* **Your instructions**
Arrange the lines below as a Markdown table with the columns "Number" and "Line," one row per line, numbered in order and skipping blank lines. Leave the pictures out.

* **Listed records**
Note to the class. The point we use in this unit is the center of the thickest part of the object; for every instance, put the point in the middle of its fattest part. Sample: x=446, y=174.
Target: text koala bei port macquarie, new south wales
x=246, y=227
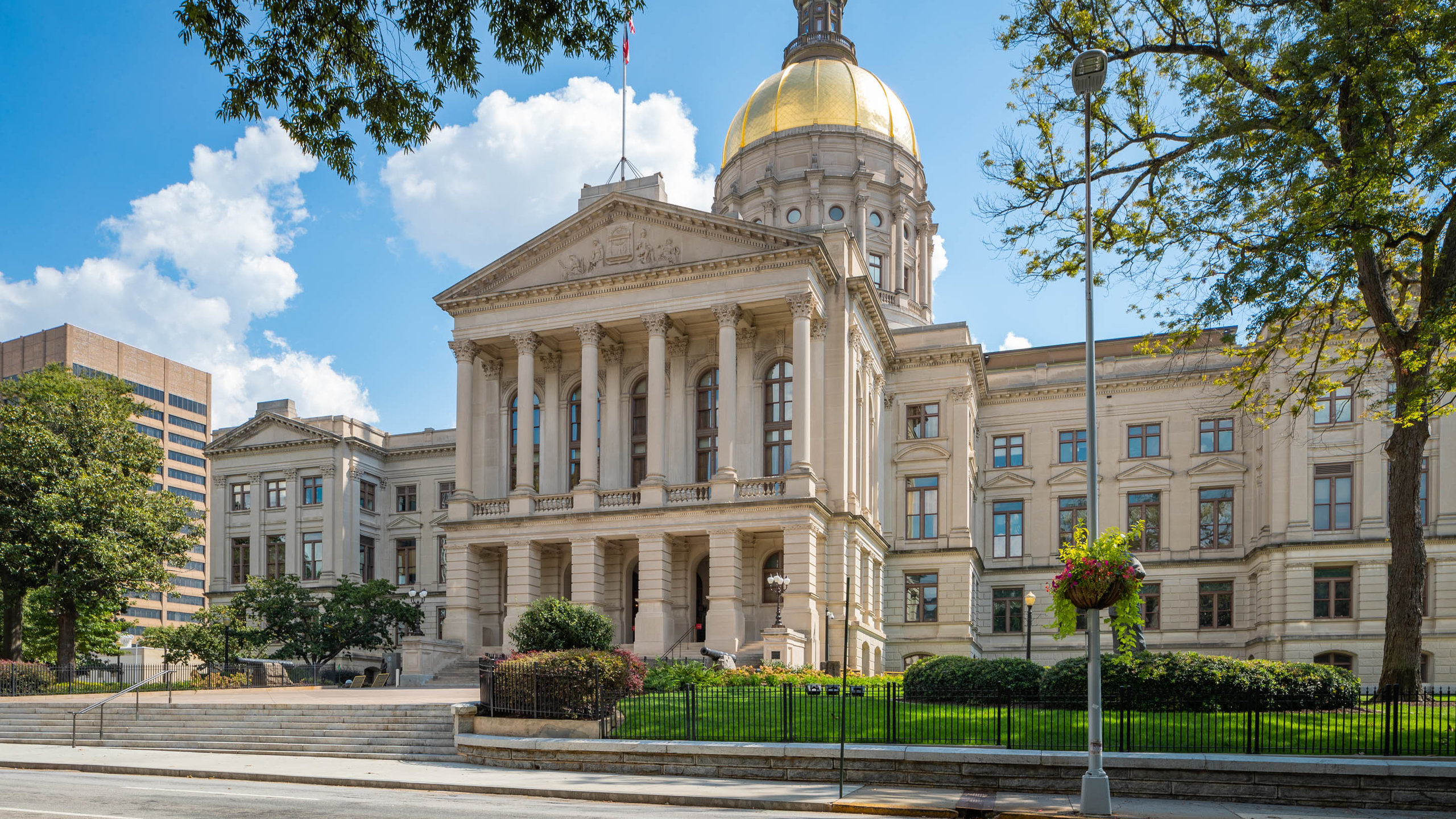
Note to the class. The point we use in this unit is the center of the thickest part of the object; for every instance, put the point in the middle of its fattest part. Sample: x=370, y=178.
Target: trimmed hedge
x=970, y=678
x=1200, y=682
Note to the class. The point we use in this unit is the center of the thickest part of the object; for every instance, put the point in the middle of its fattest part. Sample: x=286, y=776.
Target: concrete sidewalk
x=617, y=787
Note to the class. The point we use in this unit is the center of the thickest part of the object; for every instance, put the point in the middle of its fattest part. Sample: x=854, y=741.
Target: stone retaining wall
x=1375, y=783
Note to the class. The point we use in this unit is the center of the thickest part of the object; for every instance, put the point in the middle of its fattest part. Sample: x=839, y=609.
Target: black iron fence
x=886, y=714
x=31, y=680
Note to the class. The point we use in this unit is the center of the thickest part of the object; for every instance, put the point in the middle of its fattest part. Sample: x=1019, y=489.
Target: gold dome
x=820, y=92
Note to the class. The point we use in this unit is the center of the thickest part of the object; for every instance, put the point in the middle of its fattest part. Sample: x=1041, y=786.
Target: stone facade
x=774, y=398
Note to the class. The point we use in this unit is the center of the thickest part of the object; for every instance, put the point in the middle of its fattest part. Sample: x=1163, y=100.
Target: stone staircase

* **Expected answer**
| Number | Line |
|---|---|
| 1 | Note to the class. The point we use in this unit is the center of the thickest part of the object; for every instance, put the point in the middle of its fattest part. Sample: x=446, y=174. |
| 2 | Target: text koala bei port macquarie, new south wales |
| 3 | x=246, y=227 |
| 4 | Note to the class. The point we use in this unit is the center of the thickest part of the object; for every instance, put the point in the middle of its fattest part. Sample: x=370, y=178. |
| 5 | Target: trimmed hedge |
| 6 | x=970, y=678 |
| 7 | x=1200, y=682 |
| 8 | Note to the class. The point we use in this unit is the center of the thickest part of the object; for every instance, put the point in the middle of its fattest part. Sample: x=286, y=776. |
| 9 | Target: concrete sidewalk |
| 10 | x=617, y=787 |
| 11 | Note to the class. The point we use in this unit is the center of the thickest part of the object; for every instance, put the point in the middle of its fattest part. Sample: x=854, y=741. |
| 12 | Target: stone retaining wall |
| 13 | x=1375, y=783 |
| 14 | Note to the class. The point we use in this unit is the center of the thickest part of the object; for every instance, put the point in the middle of its fattest part. Sample: x=839, y=609. |
| 15 | Target: black iron fence |
| 16 | x=886, y=714 |
| 17 | x=31, y=680 |
| 18 | Note to the class. The point we use in this unit is the center of the thickest part of the object; for every instance, put the point in the middle of its fattest part. Sample: x=1019, y=489. |
| 19 | Target: gold dome |
| 20 | x=820, y=92 |
| 21 | Note to the class. The point we use in this unit is the center of the thickest part of the object; for every instance, put the point in the middle of its fattest part. Sample: x=1041, y=786. |
| 22 | Target: stone facade |
| 23 | x=774, y=398 |
| 24 | Note to the class. The point we use in this unit is the center of the thickest part of the object; for every instance, put the point in the middle of its fattest part. Sample: x=1163, y=100. |
| 25 | Target: stone staircase |